> **Records provided**
◇ ◇ ◇ ◇

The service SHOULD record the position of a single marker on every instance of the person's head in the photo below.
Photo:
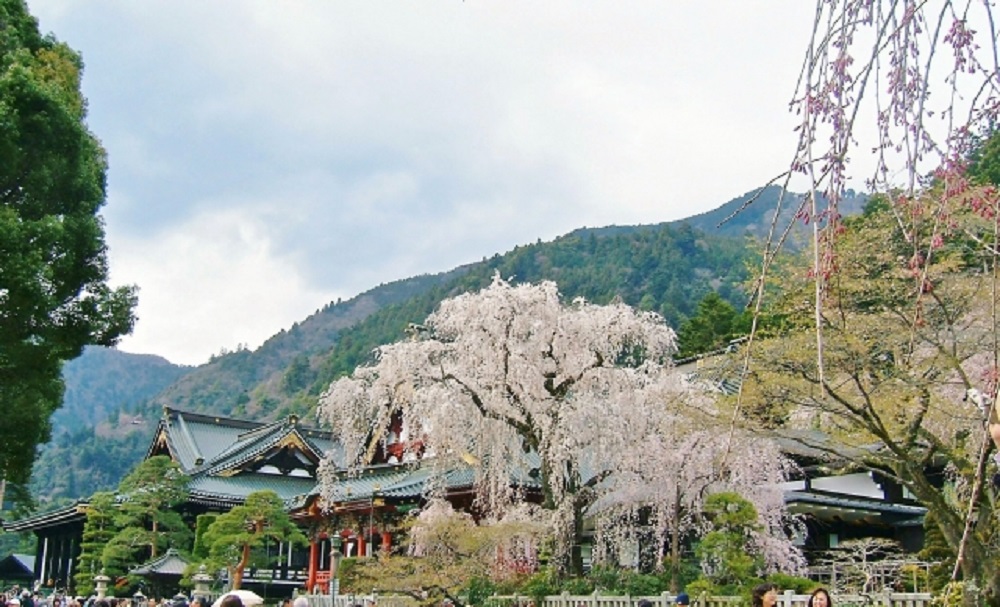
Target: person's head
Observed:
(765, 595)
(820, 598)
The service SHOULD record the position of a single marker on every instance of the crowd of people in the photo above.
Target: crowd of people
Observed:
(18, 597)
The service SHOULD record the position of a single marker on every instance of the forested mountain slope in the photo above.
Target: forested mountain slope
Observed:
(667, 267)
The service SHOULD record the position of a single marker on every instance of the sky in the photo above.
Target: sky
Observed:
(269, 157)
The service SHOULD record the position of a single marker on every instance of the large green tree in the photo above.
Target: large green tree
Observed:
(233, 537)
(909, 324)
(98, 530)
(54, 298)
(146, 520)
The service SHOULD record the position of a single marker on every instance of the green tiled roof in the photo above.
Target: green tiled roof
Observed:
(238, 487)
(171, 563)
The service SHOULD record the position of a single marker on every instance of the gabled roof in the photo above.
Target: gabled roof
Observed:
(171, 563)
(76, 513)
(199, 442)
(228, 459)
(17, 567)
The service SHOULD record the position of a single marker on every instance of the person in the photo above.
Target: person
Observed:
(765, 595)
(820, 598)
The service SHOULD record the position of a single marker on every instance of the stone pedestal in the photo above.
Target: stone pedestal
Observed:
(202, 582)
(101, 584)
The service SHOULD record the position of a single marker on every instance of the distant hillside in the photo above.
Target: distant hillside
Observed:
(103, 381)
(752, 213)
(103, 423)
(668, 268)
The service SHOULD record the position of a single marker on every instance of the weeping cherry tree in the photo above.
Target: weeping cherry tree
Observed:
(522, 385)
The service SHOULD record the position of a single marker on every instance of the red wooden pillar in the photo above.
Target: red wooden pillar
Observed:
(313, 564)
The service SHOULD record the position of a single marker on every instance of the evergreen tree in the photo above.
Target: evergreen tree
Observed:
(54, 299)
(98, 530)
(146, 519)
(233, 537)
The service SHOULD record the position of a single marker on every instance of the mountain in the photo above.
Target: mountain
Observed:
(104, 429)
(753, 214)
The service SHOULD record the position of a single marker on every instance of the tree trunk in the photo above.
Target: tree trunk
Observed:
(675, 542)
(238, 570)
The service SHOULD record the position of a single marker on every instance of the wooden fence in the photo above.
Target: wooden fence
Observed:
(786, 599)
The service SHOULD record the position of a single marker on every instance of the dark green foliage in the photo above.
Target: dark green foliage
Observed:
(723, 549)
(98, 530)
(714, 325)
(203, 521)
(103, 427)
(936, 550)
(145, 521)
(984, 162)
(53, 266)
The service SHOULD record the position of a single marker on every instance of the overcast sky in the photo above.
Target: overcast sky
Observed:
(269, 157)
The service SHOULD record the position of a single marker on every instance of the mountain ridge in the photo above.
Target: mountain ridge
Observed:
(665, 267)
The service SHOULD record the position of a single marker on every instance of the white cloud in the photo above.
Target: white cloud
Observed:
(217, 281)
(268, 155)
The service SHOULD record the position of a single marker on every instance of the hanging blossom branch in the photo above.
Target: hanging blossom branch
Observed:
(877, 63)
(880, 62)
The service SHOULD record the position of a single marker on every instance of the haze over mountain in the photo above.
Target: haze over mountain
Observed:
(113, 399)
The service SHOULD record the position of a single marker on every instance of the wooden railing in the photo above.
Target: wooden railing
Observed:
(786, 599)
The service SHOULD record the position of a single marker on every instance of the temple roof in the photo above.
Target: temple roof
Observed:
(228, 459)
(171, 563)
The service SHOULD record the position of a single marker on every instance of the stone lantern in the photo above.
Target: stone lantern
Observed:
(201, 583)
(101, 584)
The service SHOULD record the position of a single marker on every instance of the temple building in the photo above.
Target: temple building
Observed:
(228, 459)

◇ ◇ ◇ ◇

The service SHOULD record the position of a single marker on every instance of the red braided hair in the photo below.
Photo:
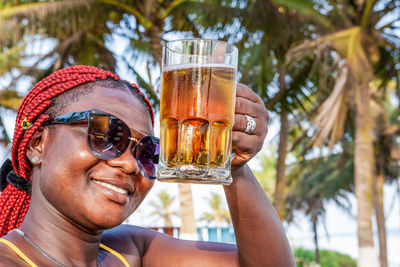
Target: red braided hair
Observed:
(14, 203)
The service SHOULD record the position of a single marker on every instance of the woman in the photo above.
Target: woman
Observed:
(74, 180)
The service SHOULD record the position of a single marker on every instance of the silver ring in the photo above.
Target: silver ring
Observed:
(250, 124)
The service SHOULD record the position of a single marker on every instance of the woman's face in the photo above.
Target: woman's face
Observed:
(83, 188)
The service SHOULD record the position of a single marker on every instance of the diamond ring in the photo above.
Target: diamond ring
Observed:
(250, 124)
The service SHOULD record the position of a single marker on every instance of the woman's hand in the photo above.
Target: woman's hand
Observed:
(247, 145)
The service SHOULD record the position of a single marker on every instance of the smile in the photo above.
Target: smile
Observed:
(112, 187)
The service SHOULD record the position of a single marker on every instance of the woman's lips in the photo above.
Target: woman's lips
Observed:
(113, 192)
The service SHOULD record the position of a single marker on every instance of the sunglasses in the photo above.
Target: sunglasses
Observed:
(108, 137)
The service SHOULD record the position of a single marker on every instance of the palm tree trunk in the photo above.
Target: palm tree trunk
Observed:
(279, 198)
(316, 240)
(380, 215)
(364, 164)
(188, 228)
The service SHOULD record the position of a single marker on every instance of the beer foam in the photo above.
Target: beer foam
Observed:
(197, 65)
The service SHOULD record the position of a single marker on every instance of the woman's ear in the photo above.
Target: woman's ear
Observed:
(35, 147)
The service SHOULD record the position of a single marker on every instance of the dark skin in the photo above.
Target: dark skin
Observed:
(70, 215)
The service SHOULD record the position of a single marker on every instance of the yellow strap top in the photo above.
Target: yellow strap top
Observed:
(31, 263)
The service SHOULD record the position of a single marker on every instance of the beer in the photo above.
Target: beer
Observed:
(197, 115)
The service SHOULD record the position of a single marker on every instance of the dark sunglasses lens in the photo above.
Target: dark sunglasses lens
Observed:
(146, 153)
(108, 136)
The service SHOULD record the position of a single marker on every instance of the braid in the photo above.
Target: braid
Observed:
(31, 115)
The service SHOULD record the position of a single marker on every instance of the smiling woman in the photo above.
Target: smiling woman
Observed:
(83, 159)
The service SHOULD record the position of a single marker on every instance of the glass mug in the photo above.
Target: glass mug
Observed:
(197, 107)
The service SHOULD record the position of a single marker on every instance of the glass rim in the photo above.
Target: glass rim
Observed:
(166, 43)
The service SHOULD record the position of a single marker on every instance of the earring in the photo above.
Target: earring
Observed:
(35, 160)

◇ ◇ ◇ ◇

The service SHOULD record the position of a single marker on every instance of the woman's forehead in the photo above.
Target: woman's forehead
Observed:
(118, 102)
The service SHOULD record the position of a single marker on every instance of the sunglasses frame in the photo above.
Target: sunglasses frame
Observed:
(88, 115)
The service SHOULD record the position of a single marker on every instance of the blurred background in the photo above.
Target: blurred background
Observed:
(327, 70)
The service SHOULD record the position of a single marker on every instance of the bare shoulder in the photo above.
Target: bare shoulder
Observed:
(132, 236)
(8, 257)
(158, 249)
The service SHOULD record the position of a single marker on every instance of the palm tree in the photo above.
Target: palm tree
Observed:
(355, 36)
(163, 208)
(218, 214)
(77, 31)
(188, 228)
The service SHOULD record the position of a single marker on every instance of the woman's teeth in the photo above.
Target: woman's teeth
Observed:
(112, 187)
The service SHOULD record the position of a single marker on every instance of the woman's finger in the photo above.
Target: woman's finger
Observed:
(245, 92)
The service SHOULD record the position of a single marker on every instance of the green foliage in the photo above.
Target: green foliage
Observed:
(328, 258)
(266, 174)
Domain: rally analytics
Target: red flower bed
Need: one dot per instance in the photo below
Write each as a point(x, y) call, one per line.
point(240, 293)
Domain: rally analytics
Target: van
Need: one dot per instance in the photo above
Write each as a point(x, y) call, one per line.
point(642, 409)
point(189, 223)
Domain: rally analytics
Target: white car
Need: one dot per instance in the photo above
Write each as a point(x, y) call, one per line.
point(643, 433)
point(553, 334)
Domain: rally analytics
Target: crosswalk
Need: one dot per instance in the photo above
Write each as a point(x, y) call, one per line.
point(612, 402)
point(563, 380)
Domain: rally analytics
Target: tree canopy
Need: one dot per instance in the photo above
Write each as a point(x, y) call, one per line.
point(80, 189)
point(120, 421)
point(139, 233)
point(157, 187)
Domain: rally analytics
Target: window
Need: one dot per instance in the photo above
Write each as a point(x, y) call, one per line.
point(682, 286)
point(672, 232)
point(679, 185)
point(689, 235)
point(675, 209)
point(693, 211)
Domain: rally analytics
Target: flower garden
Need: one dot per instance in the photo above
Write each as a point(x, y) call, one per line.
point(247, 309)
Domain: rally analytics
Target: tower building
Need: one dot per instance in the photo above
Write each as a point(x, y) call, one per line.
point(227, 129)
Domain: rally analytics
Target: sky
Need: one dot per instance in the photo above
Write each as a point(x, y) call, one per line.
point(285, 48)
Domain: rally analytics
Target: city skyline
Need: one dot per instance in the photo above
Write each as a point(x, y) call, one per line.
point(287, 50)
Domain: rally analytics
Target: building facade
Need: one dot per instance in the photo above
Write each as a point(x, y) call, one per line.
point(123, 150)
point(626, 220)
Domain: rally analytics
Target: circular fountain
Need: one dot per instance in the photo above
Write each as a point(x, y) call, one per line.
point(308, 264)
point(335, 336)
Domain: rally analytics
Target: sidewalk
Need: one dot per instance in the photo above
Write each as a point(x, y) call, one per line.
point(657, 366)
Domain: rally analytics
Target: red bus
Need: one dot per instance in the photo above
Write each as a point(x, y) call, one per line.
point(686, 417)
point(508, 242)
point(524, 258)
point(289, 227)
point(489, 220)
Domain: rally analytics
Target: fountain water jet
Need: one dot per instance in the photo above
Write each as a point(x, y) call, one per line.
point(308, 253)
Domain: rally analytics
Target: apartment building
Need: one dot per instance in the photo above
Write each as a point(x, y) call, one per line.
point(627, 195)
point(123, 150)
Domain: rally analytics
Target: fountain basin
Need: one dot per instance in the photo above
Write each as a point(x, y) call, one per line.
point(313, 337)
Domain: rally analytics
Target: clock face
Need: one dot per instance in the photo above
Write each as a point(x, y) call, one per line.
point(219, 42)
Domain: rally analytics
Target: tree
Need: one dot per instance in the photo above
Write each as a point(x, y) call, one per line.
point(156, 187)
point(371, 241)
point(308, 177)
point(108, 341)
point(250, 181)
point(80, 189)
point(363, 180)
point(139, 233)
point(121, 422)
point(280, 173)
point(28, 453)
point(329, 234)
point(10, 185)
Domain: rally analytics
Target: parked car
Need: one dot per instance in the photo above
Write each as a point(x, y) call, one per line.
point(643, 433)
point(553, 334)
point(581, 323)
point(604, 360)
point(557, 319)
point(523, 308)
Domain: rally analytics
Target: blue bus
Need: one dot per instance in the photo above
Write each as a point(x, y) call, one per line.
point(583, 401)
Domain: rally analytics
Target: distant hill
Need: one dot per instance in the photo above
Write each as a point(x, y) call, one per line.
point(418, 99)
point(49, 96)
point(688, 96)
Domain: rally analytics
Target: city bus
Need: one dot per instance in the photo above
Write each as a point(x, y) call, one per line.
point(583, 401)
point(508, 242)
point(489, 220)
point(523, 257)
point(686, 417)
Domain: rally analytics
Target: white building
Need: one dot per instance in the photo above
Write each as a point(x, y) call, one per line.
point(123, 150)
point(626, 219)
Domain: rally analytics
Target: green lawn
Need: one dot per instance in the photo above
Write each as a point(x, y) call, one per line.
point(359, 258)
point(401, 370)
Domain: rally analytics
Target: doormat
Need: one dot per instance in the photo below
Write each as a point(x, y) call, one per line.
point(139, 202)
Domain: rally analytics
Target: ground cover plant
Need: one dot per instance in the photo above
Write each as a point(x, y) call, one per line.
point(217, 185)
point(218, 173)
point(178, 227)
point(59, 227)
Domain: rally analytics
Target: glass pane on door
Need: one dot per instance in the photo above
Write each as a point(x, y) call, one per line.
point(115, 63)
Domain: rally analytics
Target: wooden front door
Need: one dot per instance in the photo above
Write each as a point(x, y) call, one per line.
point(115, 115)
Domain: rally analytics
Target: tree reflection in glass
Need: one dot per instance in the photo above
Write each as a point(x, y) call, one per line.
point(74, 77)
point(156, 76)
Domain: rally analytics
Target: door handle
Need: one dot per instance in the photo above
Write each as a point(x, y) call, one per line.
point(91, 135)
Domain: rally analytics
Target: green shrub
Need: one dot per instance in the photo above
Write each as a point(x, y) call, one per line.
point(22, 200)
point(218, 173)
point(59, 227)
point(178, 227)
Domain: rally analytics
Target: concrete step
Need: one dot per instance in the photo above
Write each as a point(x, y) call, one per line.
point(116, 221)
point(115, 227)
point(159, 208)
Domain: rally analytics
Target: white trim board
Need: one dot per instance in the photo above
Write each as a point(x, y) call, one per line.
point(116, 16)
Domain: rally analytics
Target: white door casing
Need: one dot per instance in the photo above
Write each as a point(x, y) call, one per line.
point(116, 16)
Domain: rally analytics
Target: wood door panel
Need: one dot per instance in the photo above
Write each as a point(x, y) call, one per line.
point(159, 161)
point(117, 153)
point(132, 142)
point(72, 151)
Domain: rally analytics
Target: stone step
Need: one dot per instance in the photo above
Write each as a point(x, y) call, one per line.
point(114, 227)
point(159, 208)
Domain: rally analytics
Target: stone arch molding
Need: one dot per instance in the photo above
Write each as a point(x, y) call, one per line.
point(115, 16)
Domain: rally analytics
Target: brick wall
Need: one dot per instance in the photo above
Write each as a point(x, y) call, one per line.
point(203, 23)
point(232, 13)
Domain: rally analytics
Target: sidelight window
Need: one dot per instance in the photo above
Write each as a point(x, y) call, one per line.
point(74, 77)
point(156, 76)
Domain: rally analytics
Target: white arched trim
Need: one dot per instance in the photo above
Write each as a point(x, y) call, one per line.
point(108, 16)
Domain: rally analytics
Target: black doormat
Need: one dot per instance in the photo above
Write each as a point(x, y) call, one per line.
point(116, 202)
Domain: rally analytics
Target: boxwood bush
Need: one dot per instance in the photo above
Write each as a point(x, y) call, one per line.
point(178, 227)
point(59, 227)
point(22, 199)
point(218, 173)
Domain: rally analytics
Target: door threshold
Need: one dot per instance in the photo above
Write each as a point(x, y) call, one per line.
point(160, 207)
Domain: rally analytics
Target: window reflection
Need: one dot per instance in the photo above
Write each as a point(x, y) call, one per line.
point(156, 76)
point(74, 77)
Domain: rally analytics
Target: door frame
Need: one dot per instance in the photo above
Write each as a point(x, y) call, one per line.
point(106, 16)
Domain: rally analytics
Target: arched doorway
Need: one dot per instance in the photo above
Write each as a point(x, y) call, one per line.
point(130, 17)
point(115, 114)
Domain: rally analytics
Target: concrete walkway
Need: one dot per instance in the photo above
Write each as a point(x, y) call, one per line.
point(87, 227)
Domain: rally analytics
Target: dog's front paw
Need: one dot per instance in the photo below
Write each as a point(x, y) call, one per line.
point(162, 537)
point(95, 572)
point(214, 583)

◇ ◇ ◇ ◇

Each line in the records that carries "diamond" must be copied out.

The service SHOULD record the position of a single marker on every instance of the diamond ring in the photo above.
Target: diamond ring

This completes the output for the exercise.